*EXERCISES TO COMPLETE*.
1. List the countries the campaign passage names in connection with tiger breeding operations.
2. From the campaign passage, copy the text that begins at the words "Lead campaigner Debbie" and stop after the words "the domestic market.".
3. Proceed with the campaign passage, picking up right after its final sentence.

*EXCERPTED PASSAGE*.
○ ○ ○ ○
All three films also took home additional Merit awards, Blood Ivory for Investigative Reporting, Madagascar, Lemurs & Spies for Cinematography and Making a Killing for Editing.
As Tiger Range Countries met in Delhi in May, we issued a call for all tiger countries to shut down breeding centres, or tiger farms.
Lead campaigner Debbie Banks warned that concrete action is needed to shut down tiger breeding operations and destroy their stockpiles of tiger skins and bones if the Global Tiger Recovery Programme is to retain serious credibility, adding that operations in Thailand, Laos and Vietnam have been implicated in the illegal international trade, while breeders in China are allowed to sell farmed tiger skins on the domestic market.
Debbie and her team have worked hard throughout the year, with partners and concerned governments, to ensure that tiger farming is on the agenda at CITES in March 2013
In mid-May, we revealed in the new report Clear-Cut Exploitation how an Indonesian oil palm plantation in which Norway has a financial stake paid Papuan tribal landowners as little as US$0.65 per hectare for their forestland.
In July, we continued to expose major problems in the palm oil sector with the report Testing The Law, throwing a spotlight on systemic law enforcement failings with threaten to make a mockery of Indonesia’s pledge to reduce deforestation and carbon emissions by enabling plantation companies to destroy carbon-rich peatlands with impunity.
EIA campaigners returned in May to the forest community of Muara Tae, in Indonesia’s East Kalimantan province, where villagers are attempting to stand against devastating encroachment by palm oil plantations.
○ ○ ○ ○
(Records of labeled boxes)
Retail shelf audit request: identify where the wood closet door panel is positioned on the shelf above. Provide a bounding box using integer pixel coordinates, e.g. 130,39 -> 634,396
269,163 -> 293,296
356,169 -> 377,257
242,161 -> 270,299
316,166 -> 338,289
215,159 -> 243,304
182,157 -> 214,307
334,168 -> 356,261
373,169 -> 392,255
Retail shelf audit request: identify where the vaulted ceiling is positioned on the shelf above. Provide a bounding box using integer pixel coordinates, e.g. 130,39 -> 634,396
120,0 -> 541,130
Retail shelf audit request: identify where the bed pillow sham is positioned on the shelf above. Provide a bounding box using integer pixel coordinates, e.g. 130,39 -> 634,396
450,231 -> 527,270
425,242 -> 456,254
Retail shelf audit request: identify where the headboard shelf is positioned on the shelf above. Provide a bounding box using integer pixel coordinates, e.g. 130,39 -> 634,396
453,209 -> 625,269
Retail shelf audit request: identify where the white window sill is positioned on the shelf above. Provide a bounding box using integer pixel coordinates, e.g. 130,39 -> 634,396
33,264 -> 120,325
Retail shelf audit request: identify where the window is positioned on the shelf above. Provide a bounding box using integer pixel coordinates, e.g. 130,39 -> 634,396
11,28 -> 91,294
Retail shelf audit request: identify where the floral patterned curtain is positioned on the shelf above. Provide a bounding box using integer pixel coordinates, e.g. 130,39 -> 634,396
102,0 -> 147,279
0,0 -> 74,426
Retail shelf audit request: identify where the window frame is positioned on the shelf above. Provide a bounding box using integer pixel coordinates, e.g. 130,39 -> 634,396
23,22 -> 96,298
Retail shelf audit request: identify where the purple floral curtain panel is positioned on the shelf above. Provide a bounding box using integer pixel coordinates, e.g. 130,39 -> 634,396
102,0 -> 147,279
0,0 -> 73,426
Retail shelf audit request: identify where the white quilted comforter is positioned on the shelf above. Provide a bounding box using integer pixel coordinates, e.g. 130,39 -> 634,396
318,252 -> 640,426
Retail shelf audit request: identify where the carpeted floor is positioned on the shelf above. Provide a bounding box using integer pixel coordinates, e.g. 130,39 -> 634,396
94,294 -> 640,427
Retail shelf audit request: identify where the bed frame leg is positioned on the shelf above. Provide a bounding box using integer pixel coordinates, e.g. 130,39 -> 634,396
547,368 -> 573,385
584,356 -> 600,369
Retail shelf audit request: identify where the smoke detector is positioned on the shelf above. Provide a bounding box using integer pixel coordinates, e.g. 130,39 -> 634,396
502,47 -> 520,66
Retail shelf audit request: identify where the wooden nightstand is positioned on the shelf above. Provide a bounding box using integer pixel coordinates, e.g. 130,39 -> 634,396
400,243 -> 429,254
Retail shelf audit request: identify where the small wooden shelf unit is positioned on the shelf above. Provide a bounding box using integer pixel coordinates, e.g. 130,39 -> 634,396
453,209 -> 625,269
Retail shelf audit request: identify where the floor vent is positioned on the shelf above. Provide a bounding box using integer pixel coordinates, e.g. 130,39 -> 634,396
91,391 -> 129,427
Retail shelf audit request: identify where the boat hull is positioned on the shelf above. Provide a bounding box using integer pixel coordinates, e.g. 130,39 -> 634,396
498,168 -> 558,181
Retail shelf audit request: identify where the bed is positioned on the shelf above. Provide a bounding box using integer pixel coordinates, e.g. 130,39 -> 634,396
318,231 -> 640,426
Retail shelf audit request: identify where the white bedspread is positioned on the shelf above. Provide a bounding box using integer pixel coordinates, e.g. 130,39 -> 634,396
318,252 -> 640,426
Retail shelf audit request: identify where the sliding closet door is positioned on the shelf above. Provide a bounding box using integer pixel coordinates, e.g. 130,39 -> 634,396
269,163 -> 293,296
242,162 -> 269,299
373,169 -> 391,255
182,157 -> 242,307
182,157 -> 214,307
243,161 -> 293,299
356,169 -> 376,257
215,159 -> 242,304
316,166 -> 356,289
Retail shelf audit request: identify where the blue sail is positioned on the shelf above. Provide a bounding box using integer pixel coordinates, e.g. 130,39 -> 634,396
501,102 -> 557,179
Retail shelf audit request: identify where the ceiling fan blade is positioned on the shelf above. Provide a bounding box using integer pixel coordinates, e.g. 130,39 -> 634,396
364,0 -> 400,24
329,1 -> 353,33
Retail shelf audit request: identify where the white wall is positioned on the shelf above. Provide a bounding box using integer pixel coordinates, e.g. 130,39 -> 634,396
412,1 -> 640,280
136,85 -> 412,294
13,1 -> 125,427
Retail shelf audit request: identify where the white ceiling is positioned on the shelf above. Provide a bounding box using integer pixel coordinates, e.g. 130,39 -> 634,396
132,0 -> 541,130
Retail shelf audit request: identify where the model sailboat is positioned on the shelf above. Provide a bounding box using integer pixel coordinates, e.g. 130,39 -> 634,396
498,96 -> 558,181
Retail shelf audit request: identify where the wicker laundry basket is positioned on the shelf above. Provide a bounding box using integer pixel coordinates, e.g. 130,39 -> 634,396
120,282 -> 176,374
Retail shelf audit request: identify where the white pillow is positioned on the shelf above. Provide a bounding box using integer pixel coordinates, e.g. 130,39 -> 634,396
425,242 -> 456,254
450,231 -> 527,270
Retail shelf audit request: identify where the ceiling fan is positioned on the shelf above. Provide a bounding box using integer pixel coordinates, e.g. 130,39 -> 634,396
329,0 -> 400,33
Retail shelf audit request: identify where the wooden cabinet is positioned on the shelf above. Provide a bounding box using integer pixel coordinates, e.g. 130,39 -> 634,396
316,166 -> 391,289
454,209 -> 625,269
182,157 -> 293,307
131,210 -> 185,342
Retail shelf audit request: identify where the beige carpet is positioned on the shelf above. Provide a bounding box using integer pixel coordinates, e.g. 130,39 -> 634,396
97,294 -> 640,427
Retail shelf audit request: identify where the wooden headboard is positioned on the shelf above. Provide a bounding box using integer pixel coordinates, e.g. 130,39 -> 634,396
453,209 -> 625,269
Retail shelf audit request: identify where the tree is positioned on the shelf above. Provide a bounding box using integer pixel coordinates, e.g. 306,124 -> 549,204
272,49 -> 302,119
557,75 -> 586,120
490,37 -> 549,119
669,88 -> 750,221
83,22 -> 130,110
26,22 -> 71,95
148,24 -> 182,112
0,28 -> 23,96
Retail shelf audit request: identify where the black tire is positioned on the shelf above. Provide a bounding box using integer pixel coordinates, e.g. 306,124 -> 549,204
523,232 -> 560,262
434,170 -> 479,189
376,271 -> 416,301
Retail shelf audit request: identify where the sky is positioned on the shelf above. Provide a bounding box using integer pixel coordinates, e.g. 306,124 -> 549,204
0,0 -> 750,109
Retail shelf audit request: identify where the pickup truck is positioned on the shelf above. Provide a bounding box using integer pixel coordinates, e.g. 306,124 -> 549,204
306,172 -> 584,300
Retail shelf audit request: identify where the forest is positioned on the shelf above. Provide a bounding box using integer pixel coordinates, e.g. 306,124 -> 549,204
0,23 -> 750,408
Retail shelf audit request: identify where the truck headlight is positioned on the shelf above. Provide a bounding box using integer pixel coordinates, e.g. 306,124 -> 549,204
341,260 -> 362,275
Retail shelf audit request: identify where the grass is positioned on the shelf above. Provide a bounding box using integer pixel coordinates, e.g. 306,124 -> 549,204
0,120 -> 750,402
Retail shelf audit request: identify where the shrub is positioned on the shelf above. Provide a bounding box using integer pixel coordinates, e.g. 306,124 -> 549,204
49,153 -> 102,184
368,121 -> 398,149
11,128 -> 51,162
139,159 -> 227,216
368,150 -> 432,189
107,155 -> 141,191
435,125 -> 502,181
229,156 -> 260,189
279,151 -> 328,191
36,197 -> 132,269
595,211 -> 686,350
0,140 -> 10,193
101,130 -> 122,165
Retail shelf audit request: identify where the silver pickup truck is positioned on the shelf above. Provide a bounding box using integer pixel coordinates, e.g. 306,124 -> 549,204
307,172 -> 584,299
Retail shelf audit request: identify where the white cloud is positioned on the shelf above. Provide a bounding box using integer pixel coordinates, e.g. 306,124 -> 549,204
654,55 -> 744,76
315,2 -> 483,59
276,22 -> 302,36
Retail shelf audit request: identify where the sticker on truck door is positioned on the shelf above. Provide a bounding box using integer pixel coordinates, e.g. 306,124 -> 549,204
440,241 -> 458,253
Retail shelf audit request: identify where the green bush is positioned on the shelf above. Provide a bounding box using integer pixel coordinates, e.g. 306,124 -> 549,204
○ ○ ○ ○
*ANSWERS TO THE TASKS*.
1. Thailand, Laos, Vietnam, China

2.
Lead campaigner Debbie Banks warned that concrete action is needed to shut down tiger breeding operations and destroy their stockpiles of tiger skins and bones if the Global Tiger Recovery Programme is to retain serious credibility, adding that operations in Thailand, Laos and Vietnam have been implicated in the illegal international trade, while breeders in China are allowed to sell farmed tiger skins on the domestic market.

3.
We’ve been working with the indigenous Dayak Benuaq community and our Indonesian partner Telapak on the ground since November 2011 and went back to share our wealth of campaigning experience, supplying cameras and training to enable villagers to capture visual evidence of the destruction of their environment and to expose such abuses to a wider audience
The struggle intensified in September when the community was all but invaded by two companies hell-bent on clearing land for palm oil plantation, while armed police stood to one side to intimidate residents.
In October, EIA filed a formal complaint with the international Roundtable on Sustainable Palm Oil (RSPO) – but the following month was compelled to public with stinging criticisms of the RSPO for failing to act. Widespread coverage – particularly by supporters via Twitter and Facebook – appeared to make a difference and the RSPO promptly ran our complaint on its website.
Only last week we learnt that the RSPO had upheld our complaint in its entirety and ordered the company First Resources Ltd to cease its activities, buying Muara Tae a period of respite – although the community’s fight for land rights is likely far from over.
In July, the latest instalment of our Chilling Facts report was able to announce that climate-friendly technology has gone mainstream in the UK and other parts of Europe.
Since 2008, Chilling Facts has sought to encourage the retail sector to move away from refrigeration systems based on hydrofluorocarbons (HFCs), powerful global warming gases hundreds to thousands of times more potent than carbon dioxide (CO2).
From just 14 stores in the UK using climate-friendly refrigeration systems in 2008, Chilling Facts IV reported that 344 stores have now made the transition, with thousands of engineers trained to service them..
Despite the set-back of last year’s tsunami and its devastating impact on local communities, in August we reported that Japan’s annual Dall’s porpoise hunt was back, albeit in a reduced version.
The hand harpoon hunt has previously claimed up to 15,000 Dall’s porpoises a year. Along with the ongoing dolphin hunts at Taiji, it continues to supply Japanese consumers with cetacean meat contaminated with dangerous pollutants, including mercury and polychlorinated biphenyls (PCBs); some Dall’s products have been found to contain PCB levels eight times the recommended safe maximum.
In September, EIA and eight other NGOs wrote to the Prime Minister of the Faroe Islands, Kaj Leo Johannesen, to express our deep concerns about the high number of pilot whales killed there so far this year.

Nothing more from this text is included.